Dokumen
+-------+

Hadits tentang Larangan Menyuap
1.
Teks Hadits
حَدَّثَنَا
قُتَيْبَةُ حَدَّثَنَا أَبُو عَوَانَةَ عَنْ عُمَرَ بْنِ أَبِى سَلَمَةَ عَنْ
أَيِيْهِ عَنْ أَبِى هُرَيْرَةَ قَالَ : لَعَنَ رَسُوْلُ اللهِ - صل الله عليه
وسلم - الرَّاشِى وَاْلمُرْتَشِى فِى اْلحُكْمِ
2.
Terjemahan Hadits
“Telah menceritakan kepada kami Qutaibah, telah menceritakan kepada
kami Abu ‘Awanah, dari Umar bin Abi Salamah, dari bapaknya dari Abu Hurairah ra
berkata: Rasulullah SAW melaknat orang yang memberi dan menerima suap dalam
masalah hukum.”
3.
Takhrij Hadits
o
o
Musnad
Imam Ahmad bin Hambal Juz 2 hlm 287, 288
4.
Biografi Perawi
Abu Hurairah (19 s.H – 59 H)
Nama lengkap
Abu Hurairah adalah Abdur Rahman binShakhr al-Dausy al-Yamany.[1]
Menurut Hisyam Ibn Al-Kalbi adalah Umam Ibn Amir Ibn Dzi As-Sarri Ibn Tharrif
Ibn Iyan Ibn Abi Sha’b Ibn Hunaid Ibn Tsa’labah Ibn Sulaiman Ibn Fahn Ibn
Ghanan Ibn Daws.[2]
Beliau masuk
Islam pada saat terjadinya peperangan Khaibar, yaitu pada bulan Muharam tahun
ke-7 Hijriah. Abu Hurairah merupakan sahabat yang paling banyak meriwayatkan
hadis yakni 5374 hadis. Menurut al-Kirmany, beliau meriwayatkan 5364 hadis.
Yang disepakati oleh Bukhari dan Muslim sejumlah 325 hadis, 93 hadis
diriwayatkan oleh Bukhari saja sedangkan 189 hadis diriwayatkan oleh Muslim.
Abu Hurairah menerima hadis selain dari Nabi SAW., antara
lain adalah Abu Bakar ash-Shiddiq, Umar bin Khattab, Usman bin Affan, Ubai bin
Ka’ab, Utsman bin Zaid, Aisyah binti abu Bakar, Al-Fadl, Abbas Ibn Abd. Al-Muthalib,
dan lain-lain. Adapun orang yang menerima riwayat darinya adalah muridnya
antara lain Abdullah bin Abbas, Abdullah bin Umar, Jabir bin Abdillah, Anas bin
Malik (kalangan sahabat), Sa’id bin al-Musayyab, Ibnu Siri, Ikrimah, ‘Atha,
Mujahid al-Sya’bi (dari kalangan tabiin). Menurut catatan sejumlah muridnya
berjumlah sekitar 800 orang.

+-------+

Bagian Data
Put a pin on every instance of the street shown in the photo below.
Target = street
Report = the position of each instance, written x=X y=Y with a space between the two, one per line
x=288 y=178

+-------+

Uraian Soal
Dalam dokumen tentang larangan menyuap, siapa saja murid Abu Hurairah dari kalangan sahabat yang disebutkan? Jawablah hanya berdasarkan dokumen.

Jawaban Soal
Abdullah bin Abbas, Abdullah bin Umar, Jabir bin Abdillah, Anas bin Malik